● EXTRACT:

>>>

MONDAY, Jan. 17 (HealthDay News) -- New research shows that the risk of dying after suffering a traumatic injury is much higher for people taking warfarin, the most commonly used blood thinner in America.
The study found that of more than 1.23 million patients who went to emergency rooms with serious injuries, those taking warfarin (Coumadin) were almost twice as likely to die (9.3 percent vs. 4.8 percent).
Even after deaths most probably caused by underlying illnesses were taken into account, the risk was 72 percent higher for those using the medication, said study co-author Dr. Marie Griffin, a professor of preventive medicine and medicine at Vanderbilt University in Nashville, Tenn.
"Warfarin is a good drug, a useful drug. It is used for patients with heart disease to prevent strokes," said Griffin. "But it is a blood thinner, so it has some worrisome side effects."
Warfarin can cause internal bleeding after someone is injured, experts say.
"This is a descriptive study," said Griffin. "So we're saying where we are at this point, not what we can do about it." But people taking the drug need to be aware of the risk, she said.
Also, the study "is partly to alert physicians that 12 percent of older people who present [to hospitals] with trauma are on this medication, so you need to think about it," said Griffin. If doctors know a patient is taking the drug, they attempt to reverse its effect, sometimes using vitamin K and frozen plasma, according to the study.

<<<

Reproduce the part of the warfarin news report that starts at "The study found" and stops after "vs. 4.8 percent).".

● DATA TO EXAMINE:
>>>

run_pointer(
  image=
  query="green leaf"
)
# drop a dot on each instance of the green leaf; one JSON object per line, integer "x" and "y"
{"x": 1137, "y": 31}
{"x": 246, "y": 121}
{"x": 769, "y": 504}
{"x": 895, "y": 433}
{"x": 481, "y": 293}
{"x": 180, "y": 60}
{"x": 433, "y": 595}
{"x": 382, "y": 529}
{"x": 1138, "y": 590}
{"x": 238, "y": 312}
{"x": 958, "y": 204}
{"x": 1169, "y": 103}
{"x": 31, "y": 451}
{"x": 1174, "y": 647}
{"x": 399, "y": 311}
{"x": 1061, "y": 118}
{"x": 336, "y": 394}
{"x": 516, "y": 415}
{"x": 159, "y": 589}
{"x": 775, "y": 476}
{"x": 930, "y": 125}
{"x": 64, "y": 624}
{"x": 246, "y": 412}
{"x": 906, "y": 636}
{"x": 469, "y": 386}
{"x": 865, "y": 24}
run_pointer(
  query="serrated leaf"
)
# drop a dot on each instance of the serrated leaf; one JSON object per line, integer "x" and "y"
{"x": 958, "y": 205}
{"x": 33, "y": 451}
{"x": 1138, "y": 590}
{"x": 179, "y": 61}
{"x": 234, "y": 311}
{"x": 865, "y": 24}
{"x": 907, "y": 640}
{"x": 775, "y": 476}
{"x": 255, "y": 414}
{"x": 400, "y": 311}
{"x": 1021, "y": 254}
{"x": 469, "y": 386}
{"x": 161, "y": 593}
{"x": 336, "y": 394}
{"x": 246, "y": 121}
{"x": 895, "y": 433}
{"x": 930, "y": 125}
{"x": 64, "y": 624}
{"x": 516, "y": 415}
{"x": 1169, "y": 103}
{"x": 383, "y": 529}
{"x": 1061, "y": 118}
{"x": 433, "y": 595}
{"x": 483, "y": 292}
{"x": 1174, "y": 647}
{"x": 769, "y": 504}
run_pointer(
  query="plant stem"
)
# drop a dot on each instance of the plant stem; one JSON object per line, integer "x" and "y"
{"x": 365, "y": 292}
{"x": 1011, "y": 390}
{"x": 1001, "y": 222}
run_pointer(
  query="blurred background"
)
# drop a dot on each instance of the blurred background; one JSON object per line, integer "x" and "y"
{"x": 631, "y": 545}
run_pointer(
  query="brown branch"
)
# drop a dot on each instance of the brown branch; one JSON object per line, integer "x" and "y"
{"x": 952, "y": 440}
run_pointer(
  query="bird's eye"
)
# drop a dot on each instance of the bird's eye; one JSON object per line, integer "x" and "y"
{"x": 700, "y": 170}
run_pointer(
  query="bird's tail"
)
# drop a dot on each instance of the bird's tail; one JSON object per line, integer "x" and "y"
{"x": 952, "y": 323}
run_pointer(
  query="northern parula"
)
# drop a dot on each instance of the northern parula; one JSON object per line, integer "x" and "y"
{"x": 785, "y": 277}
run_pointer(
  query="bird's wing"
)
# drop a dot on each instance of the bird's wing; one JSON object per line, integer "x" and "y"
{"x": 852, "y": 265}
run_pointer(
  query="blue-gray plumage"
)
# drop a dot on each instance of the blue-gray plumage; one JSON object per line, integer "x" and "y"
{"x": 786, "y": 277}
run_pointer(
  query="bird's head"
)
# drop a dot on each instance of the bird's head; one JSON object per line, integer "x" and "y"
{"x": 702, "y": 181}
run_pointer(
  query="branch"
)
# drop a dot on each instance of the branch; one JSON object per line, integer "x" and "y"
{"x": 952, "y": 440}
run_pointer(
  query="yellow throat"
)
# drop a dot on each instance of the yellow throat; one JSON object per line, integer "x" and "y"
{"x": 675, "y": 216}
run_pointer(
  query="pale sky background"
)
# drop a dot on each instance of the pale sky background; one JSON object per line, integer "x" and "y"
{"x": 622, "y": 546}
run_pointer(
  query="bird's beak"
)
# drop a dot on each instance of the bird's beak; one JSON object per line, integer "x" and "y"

<<<

● EXERCISE RESULT:
The study found that of more than 1.23 million patients who went to emergency rooms with serious injuries, those taking warfarin (Coumadin) were almost twice as likely to die (9.3 percent vs. 4.8 percent).